Records from a data collection |
## begin

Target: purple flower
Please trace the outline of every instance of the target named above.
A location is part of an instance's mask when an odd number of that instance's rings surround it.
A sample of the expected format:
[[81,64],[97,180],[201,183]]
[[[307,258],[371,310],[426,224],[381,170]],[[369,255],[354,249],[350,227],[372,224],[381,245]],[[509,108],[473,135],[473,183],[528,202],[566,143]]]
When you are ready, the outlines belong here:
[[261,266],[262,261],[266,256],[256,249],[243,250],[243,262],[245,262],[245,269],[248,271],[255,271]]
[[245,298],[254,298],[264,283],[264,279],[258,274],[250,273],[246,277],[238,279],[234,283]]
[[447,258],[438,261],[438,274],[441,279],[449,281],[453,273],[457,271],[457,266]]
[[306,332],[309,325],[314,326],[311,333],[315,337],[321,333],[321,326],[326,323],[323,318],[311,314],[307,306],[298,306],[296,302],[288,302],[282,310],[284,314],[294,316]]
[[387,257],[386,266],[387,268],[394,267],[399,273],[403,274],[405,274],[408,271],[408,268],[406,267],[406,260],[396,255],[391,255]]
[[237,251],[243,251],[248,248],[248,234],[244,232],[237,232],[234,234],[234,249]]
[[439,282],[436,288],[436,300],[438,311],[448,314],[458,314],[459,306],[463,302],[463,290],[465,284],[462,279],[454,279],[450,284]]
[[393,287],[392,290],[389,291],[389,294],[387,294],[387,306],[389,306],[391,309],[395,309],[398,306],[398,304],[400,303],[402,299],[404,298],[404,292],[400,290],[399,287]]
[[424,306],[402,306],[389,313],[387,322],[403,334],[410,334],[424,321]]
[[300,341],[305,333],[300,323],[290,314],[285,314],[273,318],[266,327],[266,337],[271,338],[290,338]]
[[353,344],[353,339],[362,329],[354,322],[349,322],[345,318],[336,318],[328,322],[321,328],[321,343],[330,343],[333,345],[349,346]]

## end
## begin

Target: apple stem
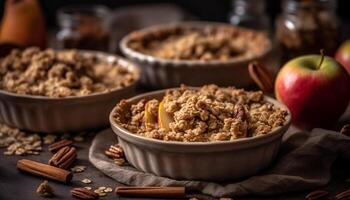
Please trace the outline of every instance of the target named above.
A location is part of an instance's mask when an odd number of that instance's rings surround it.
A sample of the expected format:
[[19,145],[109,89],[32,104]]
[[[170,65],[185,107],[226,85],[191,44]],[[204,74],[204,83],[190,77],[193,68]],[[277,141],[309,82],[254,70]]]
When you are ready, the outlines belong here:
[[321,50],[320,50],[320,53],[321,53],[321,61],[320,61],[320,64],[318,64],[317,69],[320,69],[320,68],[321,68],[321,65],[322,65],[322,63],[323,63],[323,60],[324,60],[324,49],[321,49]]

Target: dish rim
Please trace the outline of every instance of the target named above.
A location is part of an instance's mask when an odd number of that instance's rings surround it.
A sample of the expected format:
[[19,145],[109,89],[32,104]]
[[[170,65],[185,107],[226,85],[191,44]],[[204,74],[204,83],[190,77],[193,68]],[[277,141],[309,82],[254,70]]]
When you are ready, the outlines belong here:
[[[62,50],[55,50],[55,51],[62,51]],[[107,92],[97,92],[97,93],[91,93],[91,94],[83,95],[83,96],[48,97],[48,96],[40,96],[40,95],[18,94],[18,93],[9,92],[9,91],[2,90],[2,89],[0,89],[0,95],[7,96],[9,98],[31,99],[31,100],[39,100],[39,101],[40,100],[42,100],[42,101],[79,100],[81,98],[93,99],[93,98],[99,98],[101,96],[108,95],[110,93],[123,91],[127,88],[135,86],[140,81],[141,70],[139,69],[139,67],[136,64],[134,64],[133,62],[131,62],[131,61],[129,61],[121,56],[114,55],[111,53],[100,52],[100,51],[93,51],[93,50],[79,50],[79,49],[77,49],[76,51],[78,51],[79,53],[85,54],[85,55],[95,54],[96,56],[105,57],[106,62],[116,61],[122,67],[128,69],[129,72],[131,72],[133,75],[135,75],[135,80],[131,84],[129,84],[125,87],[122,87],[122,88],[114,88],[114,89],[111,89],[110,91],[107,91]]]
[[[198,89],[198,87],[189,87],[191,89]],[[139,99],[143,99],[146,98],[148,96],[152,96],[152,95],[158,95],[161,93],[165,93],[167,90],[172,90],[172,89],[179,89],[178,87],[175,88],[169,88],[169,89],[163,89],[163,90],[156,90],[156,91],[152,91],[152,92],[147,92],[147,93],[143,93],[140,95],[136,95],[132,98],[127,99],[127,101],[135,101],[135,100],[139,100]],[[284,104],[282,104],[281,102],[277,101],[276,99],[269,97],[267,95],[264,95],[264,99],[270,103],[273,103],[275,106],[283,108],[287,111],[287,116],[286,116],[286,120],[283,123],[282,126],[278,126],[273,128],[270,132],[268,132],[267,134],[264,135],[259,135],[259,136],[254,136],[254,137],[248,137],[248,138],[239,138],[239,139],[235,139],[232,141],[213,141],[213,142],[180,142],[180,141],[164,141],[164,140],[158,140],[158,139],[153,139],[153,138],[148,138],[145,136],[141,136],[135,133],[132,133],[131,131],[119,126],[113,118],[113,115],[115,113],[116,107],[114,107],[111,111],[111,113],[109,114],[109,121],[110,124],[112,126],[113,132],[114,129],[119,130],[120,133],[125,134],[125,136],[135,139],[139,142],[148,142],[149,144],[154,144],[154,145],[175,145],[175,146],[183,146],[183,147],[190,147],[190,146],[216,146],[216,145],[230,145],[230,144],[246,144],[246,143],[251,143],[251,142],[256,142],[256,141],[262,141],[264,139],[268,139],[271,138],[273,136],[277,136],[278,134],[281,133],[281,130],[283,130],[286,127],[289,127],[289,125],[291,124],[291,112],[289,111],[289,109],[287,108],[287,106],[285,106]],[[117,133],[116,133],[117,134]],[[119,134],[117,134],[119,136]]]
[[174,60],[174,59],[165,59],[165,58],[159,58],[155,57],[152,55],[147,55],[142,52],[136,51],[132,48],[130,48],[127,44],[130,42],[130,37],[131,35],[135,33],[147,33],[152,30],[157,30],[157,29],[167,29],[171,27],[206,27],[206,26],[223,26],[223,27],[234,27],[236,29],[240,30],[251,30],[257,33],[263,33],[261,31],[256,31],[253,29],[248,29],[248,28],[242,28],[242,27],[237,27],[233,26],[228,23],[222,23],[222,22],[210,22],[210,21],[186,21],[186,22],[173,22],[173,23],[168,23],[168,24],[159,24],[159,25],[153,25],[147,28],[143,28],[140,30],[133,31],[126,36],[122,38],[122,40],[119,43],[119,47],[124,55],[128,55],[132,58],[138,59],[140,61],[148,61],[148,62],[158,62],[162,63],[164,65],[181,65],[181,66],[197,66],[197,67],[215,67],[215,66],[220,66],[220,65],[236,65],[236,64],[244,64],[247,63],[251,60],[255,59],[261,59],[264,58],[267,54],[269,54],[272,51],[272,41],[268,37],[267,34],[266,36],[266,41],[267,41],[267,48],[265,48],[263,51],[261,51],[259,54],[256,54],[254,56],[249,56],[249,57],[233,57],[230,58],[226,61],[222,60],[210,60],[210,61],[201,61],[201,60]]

## end
## begin

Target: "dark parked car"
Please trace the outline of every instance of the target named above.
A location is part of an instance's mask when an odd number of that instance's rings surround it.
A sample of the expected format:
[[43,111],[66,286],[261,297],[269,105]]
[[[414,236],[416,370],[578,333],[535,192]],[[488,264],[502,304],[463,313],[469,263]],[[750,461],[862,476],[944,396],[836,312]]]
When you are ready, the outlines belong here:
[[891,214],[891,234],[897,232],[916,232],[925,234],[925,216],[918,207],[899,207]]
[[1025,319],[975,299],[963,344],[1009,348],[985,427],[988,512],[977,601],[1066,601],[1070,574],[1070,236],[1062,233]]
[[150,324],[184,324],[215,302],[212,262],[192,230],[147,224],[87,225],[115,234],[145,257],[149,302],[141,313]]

## end

INSTRUCTIONS FOR THE TASK | Print everything in the data from the line containing "Target: purple flower" down to the line containing "[[81,64],[97,180],[201,183]]", keeping both of those lines and reproducing each line unchanged.

RESULT FOR THIS TASK |
Target: purple flower
Please trace the outline of every instance of the target named above.
A location is part of an instance's mask when an odd number of that instance's rings surround it.
A sample of the expected format:
[[81,64],[97,180],[201,183]]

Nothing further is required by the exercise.